▸ Exercise materials:
___
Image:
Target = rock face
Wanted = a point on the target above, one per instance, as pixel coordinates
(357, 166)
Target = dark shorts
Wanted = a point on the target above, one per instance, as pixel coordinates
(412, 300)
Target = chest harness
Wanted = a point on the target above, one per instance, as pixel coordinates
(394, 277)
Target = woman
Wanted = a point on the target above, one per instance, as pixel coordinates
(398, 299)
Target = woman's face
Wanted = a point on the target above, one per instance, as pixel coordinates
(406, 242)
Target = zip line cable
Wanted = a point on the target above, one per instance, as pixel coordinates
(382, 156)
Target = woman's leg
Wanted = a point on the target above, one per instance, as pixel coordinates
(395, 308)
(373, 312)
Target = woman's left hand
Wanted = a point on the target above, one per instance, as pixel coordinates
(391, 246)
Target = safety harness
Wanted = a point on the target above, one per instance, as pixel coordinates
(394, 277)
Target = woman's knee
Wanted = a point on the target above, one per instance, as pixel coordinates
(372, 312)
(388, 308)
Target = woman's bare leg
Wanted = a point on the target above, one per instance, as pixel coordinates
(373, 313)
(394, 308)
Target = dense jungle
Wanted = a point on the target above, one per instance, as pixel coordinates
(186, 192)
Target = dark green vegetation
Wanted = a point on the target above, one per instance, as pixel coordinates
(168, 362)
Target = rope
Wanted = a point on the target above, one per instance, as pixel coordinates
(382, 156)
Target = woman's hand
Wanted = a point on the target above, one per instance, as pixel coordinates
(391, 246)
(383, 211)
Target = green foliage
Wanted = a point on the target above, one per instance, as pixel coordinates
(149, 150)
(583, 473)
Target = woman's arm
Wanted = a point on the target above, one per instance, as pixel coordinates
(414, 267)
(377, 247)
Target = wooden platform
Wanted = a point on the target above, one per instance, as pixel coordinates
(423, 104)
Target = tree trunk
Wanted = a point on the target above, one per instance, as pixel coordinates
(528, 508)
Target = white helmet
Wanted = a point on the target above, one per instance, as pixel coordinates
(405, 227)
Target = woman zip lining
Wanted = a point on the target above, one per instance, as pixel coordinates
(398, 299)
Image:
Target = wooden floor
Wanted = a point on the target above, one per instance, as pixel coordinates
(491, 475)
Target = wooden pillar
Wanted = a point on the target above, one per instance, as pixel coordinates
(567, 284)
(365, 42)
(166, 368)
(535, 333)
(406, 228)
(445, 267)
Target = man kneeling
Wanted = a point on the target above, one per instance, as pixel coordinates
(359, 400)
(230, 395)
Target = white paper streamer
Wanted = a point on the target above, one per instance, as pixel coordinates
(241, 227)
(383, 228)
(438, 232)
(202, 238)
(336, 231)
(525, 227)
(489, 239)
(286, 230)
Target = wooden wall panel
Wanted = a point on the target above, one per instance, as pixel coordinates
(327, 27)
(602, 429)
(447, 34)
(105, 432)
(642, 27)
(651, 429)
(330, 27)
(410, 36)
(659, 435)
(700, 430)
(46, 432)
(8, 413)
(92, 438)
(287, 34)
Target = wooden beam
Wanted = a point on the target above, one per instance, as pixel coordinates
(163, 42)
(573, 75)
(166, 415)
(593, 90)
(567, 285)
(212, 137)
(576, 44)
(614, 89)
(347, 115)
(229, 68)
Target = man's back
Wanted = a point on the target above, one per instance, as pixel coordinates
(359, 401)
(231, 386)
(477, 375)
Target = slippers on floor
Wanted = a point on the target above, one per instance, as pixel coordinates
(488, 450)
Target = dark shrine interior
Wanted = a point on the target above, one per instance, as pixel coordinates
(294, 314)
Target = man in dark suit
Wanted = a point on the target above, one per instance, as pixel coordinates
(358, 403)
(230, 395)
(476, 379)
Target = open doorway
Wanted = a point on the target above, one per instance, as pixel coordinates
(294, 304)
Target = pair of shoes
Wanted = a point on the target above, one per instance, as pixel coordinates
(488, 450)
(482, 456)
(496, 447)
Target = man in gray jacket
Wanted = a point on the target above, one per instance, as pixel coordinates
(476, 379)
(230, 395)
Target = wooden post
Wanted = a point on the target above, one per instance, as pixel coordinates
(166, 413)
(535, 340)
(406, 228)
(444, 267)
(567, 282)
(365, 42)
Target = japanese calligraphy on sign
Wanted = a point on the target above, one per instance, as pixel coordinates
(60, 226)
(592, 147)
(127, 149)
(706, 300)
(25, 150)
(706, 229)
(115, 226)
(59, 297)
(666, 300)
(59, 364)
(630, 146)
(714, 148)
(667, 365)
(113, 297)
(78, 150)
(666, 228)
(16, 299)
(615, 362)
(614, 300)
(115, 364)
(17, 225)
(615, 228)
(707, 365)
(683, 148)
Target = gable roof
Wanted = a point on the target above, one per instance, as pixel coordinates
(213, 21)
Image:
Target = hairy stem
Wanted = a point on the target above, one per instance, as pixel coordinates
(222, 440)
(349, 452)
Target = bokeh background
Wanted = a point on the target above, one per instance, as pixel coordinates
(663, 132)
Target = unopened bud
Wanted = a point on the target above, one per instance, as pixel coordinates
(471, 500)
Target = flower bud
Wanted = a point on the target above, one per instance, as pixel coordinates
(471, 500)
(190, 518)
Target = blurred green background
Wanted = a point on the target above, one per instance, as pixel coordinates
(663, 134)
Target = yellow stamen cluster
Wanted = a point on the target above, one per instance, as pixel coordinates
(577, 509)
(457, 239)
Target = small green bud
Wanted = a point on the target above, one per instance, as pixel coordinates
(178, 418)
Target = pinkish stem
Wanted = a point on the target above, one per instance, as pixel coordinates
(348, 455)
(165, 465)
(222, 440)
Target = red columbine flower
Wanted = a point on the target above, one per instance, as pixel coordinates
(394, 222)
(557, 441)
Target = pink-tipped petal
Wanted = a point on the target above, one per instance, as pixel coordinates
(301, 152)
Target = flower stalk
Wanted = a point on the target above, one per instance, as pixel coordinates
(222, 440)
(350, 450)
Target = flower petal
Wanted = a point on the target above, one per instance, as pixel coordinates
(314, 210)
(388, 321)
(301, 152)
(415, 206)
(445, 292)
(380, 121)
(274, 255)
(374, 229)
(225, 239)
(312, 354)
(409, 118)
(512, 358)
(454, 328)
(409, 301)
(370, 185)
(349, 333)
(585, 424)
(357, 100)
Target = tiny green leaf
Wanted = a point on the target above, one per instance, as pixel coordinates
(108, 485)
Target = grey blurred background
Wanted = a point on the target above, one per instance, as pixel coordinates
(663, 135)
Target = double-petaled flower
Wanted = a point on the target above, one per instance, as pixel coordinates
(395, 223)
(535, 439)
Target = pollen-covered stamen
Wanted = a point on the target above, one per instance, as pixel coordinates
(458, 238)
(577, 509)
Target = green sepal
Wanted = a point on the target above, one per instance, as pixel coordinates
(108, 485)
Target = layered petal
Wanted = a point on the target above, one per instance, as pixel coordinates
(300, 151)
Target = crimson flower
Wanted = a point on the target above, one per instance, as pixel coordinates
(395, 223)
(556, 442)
___
▸ Required action:
After locating the line with "Target = double-petaled flower" in the material above, return it and each line after it exactly, ending at the line with "Target = layered petal".

▸ Exercise response:
Target = double-petaled flower
Wanted = a point on the target above, one per instance, as pixel coordinates
(395, 223)
(535, 439)
Target = pollen-covered stamen
Wanted = a point on the target above, one per instance, as pixel coordinates
(458, 238)
(577, 509)
Target = green sepal
Wanted = a point on the target above, one per instance, as pixel coordinates
(108, 485)
Target = layered petal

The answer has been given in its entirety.